## Aim 1
In the mailing-list message, which wmii revision was KIMURA Masaru browsing?
## Aim 2
Extract everything in the mailing-list message from "On Mon, May" down to "why they are?".

## Excerpted passage
◆ ◆ ◆ ◆

Re: [dev] make framework for wmii

From: Kris Maglione <>
Date: Mon, 25 May 2009 11:39:21 -0400

On Mon, May 25, 2009 at 11:38:47PM +0900, KIMURA Masaru wrote:
>I'm now browsing wmii hg2467.
> a) default has X11PACKAGES=xft and INCX11=$$(pkg-config
>--cflags $(X11PACKAGES))
> b) cmd/Makefile has redundant $$(pkg-config --libs $(X11PACKAGES)) w/
>hardcoded -lXext
> c) cmd/click/Makefile has hardcoded -lXtst in LDFLAGS
> d) test/Makefile has $(LIBX11) and w/ hardcoded -lXext in LDFLAGS
>Folks, could you mind to explain why they are?
>My point is,
> a) X11PACKAGES and INCX11 is a bit global. It can be hide into
>separated Makefike fragment like other X libs.

◆ ◆ ◆ ◆

## Extracted information
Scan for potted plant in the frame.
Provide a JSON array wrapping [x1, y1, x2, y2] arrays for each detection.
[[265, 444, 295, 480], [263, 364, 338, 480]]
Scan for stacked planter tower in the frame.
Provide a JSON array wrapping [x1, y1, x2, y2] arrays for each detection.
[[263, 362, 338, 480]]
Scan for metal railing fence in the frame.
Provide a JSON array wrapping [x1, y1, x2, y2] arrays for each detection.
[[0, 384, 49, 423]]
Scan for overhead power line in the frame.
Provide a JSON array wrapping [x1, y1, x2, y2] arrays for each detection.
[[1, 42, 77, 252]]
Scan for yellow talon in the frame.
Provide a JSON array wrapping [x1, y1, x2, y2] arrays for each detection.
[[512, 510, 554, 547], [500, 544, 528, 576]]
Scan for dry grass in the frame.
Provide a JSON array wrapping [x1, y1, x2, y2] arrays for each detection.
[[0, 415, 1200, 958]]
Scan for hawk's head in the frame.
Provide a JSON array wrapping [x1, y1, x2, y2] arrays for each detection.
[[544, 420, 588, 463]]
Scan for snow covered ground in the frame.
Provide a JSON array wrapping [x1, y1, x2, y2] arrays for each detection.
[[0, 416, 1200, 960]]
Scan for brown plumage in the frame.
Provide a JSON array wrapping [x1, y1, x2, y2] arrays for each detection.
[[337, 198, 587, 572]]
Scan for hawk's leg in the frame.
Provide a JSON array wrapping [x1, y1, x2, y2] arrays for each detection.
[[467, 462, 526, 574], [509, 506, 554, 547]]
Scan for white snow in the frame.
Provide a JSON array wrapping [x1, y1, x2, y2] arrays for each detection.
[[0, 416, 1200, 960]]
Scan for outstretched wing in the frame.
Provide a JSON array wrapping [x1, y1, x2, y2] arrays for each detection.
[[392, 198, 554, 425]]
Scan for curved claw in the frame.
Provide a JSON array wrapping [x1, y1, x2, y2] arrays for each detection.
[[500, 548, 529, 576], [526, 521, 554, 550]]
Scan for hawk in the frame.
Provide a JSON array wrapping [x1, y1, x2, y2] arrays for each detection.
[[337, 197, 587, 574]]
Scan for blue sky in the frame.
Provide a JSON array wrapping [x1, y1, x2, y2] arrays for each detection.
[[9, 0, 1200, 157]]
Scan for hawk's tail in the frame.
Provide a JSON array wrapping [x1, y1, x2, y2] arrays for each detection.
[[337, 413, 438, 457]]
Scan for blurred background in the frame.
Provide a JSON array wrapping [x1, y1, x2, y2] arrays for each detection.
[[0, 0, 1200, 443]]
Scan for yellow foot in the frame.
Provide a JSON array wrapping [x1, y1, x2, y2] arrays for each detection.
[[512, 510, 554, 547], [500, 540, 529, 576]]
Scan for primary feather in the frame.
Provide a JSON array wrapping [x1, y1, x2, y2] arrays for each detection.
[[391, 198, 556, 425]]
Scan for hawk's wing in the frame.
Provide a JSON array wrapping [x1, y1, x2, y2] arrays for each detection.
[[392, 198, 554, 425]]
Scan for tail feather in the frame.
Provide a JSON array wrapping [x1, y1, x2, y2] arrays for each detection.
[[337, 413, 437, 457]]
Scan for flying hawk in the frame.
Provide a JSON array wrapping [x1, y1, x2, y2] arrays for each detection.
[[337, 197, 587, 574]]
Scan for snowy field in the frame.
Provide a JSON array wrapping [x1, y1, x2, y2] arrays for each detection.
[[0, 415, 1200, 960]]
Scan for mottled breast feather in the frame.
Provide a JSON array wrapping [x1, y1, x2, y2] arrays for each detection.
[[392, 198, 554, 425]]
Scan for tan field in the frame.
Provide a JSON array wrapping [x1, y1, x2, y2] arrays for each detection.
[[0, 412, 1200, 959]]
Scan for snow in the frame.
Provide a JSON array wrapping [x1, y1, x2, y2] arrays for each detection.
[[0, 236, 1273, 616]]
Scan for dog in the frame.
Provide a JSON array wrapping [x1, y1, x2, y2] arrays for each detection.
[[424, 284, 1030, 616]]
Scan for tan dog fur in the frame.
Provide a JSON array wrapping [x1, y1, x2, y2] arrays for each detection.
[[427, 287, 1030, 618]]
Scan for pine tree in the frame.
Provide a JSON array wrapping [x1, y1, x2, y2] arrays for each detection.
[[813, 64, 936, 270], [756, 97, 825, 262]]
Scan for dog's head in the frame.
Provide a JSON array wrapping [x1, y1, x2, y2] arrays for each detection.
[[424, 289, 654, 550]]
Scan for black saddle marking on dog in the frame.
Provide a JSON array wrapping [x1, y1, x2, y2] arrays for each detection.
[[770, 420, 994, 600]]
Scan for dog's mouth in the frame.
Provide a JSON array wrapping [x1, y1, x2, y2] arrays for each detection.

◆ ◆ ◆ ◆

## Complete answer 1
hg2467

## Complete answer 2
On Mon, May 25, 2009 at 11:38:47PM +0900, KIMURA Masaru wrote:
>I'm now browsing wmii hg2467.
> a) default has X11PACKAGES=xft and INCX11=$$(pkg-config
>--cflags $(X11PACKAGES))
> b) cmd/Makefile has redundant $$(pkg-config --libs $(X11PACKAGES)) w/
>hardcoded -lXext
> c) cmd/click/Makefile has hardcoded -lXtst in LDFLAGS
> d) test/Makefile has $(LIBX11) and w/ hardcoded -lXext in LDFLAGS
>Folks, could you mind to explain why they are?